# Input rows

════

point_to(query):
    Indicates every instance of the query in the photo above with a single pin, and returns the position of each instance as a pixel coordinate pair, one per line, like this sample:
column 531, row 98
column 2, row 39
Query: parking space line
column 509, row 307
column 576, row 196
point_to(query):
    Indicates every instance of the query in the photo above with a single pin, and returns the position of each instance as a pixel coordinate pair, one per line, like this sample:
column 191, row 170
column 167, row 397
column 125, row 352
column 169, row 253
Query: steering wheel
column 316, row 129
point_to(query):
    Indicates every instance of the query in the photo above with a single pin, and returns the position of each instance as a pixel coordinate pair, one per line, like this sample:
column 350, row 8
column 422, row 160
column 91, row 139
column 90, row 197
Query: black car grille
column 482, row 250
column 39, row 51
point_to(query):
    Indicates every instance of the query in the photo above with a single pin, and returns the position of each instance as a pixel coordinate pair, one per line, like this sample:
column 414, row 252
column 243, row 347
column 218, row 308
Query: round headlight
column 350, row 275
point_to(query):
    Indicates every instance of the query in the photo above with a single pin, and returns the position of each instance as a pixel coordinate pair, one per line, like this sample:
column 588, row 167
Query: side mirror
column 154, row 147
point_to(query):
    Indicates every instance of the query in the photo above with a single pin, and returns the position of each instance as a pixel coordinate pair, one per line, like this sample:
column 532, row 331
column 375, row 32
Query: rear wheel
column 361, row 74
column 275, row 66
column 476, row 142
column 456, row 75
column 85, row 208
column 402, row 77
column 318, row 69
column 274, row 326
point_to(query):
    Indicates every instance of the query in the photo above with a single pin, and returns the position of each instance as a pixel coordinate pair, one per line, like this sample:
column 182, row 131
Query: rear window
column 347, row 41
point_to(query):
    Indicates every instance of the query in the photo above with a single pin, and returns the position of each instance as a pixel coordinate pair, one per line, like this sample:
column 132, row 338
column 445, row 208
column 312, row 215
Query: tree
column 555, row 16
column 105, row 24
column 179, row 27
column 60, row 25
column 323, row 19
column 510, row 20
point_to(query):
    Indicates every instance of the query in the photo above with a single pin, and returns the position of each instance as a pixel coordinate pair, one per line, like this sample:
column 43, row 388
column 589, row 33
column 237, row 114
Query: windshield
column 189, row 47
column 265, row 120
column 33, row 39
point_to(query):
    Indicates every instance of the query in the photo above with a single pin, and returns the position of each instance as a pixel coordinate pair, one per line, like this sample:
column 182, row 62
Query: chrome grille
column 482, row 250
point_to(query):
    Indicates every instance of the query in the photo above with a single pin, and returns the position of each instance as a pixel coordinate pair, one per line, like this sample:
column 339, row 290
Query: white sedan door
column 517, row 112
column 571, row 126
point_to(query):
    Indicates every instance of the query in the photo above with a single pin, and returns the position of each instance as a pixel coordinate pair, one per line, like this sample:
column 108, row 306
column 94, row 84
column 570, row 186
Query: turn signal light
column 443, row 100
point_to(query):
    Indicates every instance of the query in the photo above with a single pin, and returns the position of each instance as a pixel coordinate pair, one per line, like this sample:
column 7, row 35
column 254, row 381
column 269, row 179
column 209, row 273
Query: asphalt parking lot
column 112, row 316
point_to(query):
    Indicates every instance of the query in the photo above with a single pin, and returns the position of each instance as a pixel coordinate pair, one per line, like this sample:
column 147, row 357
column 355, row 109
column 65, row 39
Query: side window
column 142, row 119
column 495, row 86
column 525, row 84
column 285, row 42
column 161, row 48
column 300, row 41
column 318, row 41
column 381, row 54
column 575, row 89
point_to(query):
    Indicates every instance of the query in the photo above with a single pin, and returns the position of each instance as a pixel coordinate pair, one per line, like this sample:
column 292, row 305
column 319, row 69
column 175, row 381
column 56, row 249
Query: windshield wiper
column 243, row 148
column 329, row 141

════

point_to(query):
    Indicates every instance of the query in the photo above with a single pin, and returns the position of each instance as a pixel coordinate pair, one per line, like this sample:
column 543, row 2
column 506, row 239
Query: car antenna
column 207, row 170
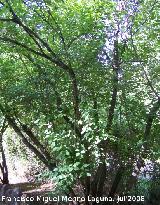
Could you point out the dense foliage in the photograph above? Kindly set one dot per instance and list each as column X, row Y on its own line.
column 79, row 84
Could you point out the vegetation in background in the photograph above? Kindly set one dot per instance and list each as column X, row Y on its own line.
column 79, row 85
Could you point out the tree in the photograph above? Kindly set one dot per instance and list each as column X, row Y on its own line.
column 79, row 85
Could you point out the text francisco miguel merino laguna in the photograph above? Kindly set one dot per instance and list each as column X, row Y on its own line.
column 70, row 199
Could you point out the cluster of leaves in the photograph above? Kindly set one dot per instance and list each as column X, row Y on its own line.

════

# Direction
Copy out the items word for word, everything from the line that contains "Could you point out the vegetation" down to the line that contains "column 70, row 199", with both of those lines included.

# Answer to this exercise
Could you point out the vegetation in background in the photograph above? Kindly set one dot per instance and list each as column X, row Y on its own line.
column 79, row 85
Could you point out the tree in the photograph above? Kindly set one dot per instance and list each as column X, row Y on its own line.
column 79, row 85
Could you point out the text francisco miguel merino laguna in the photograph above? Kindly set one dot per instance and list each as column X, row Y on its own line.
column 70, row 199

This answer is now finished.